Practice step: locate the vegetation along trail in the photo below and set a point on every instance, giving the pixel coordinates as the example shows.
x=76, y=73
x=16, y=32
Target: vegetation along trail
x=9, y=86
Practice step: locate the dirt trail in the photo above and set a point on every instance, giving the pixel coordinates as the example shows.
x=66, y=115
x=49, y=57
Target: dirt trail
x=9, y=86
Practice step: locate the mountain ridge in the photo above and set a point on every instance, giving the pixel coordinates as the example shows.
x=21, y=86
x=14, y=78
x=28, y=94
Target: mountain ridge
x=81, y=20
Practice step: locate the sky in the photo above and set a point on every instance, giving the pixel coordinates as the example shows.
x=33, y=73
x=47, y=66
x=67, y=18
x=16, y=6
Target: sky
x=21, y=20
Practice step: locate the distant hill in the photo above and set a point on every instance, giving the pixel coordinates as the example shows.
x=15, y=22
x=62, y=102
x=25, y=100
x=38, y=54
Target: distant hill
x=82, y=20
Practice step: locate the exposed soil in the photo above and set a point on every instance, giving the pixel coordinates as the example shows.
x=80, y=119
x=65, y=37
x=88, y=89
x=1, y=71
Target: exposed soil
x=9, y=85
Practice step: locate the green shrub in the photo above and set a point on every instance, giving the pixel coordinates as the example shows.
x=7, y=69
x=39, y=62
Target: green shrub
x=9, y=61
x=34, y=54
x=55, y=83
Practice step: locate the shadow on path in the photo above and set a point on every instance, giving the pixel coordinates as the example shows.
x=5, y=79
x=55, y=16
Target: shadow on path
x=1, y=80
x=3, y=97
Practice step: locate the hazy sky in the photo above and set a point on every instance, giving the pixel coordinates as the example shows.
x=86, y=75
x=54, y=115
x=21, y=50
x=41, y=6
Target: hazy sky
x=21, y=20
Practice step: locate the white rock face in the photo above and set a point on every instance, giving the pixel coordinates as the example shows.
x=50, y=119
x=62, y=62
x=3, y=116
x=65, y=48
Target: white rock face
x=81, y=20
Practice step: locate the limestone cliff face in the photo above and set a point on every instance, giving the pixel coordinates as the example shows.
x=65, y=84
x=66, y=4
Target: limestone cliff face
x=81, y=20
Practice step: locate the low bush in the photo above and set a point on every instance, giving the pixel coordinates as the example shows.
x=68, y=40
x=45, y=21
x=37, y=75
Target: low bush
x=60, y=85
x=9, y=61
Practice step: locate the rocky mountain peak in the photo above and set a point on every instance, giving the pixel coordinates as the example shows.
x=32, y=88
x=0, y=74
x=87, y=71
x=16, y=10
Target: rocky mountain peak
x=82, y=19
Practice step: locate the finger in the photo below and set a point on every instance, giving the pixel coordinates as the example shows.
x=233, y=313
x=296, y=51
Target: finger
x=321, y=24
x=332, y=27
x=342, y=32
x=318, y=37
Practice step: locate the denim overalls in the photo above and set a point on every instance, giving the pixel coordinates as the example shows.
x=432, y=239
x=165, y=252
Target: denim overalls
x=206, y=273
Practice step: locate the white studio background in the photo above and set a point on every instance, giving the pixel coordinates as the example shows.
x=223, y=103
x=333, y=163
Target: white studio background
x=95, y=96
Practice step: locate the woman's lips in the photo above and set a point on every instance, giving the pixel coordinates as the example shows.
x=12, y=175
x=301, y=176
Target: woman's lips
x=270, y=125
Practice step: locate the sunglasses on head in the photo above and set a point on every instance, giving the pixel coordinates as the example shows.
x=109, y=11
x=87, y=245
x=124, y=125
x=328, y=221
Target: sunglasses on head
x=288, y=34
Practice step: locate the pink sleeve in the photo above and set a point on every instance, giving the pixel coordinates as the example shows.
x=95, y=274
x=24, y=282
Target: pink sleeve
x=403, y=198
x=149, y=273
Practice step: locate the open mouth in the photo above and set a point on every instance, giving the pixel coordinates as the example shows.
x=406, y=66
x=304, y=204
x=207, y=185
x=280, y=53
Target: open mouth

Aim of the exercise: Check each line of the listing for "below". Show those that have it.

Answer section:
Practice step: locate the vegetation along trail in the photo below and set a point on every instance, giving the pixel coordinates as the example shows.
Practice step: locate the finger in the photo below and set a point on every instance, giving the pixel coordinates as the example shows.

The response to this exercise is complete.